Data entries

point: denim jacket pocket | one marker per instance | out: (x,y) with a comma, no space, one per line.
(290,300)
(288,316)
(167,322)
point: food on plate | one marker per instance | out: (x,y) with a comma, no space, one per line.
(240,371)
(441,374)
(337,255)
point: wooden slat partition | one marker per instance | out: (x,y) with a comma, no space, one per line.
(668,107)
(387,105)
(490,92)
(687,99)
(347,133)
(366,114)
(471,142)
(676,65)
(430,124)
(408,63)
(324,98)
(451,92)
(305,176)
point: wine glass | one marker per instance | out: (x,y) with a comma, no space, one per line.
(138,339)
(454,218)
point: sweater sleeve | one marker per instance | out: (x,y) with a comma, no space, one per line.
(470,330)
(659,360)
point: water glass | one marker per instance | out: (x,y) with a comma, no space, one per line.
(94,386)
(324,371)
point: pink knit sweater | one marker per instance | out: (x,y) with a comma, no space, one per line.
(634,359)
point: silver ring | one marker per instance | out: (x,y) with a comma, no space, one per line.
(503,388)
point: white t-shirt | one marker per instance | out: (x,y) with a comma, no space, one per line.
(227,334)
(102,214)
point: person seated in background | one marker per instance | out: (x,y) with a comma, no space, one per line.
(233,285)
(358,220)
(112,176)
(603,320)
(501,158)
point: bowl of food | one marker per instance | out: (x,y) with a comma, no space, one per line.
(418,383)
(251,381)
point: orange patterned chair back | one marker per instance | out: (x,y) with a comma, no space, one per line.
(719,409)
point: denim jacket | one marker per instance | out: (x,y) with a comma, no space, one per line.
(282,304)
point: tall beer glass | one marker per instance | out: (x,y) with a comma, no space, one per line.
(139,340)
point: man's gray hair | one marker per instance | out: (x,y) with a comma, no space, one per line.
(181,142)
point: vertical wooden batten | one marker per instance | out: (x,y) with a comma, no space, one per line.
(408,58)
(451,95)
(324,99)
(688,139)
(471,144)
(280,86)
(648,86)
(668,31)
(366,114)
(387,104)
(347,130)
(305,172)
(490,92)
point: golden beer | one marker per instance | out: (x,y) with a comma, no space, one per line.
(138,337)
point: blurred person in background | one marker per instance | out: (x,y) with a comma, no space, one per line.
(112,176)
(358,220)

WHAT TO DO: Copy out all of the records above line for line, without changing a single character.

ANSWER FOR THIS EXERCISE:
point: denim jacket pocket | one marker per instance | out: (x,y) with a comma, no space, one per line.
(290,300)
(288,316)
(167,322)
point: food on plate | one marker per instance | out: (x,y) with a comma, no space, one per line.
(240,371)
(441,374)
(337,255)
point: wooden slat partition | one marker per instance | out: (x,y) with a comma, no space, one per line.
(668,107)
(387,105)
(490,92)
(687,99)
(347,133)
(366,114)
(471,142)
(676,65)
(430,124)
(408,63)
(324,98)
(451,92)
(305,176)
point: wine glass | one marker per instance | out: (x,y) with a comma, no space, one per line.
(138,339)
(454,218)
point: sweater sleeve | one marker per instance | out: (x,y) with a comma, no space, one per line.
(470,330)
(659,360)
point: water glass | one marker per instance | out: (x,y) with a comma, no space, one per line.
(94,386)
(324,371)
point: pink knit sweater | one marker per instance | out: (x,y) with a comma, no space, one per line.
(634,359)
point: silver ring | one marker per instance | out: (x,y) with a comma, no space, one per line.
(503,388)
point: white t-shirt | one marker per instance | out: (x,y) with a comma, no space, one per line.
(227,334)
(102,214)
point: person seated in background | one marker per instance | out: (x,y) with a comma, no space, one per line.
(233,285)
(358,220)
(112,176)
(603,320)
(501,158)
point: bowl of food | one marker per instance | out: (x,y) with a comma, no space, one per line.
(418,383)
(251,381)
point: orange patterned chair back | one marker per instance | out: (x,y) with a comma, no space, one per line.
(719,409)
point: denim jacket | one marker per instance | out: (x,y) with a comma, no space, one per line.
(282,304)
point: tall beer glass | one marker per instance | out: (x,y) with a comma, no space, one per line.
(139,340)
point: man's gray hair | one marker per instance | out: (x,y) with a comma, no space, one per line.
(181,142)
point: vertical wooden batten | one marker per instance | out: (x,y) with a comma, no space, one per line.
(408,58)
(451,95)
(324,99)
(688,139)
(471,144)
(280,86)
(648,86)
(668,31)
(366,114)
(387,104)
(347,130)
(305,172)
(490,92)
point: golden beer | one marker per instance | out: (x,y) with a comma, no space, one per line.
(138,337)
point: blurred person in background | one marker per instance | out: (x,y) with a comma, no space, one per line.
(112,176)
(358,220)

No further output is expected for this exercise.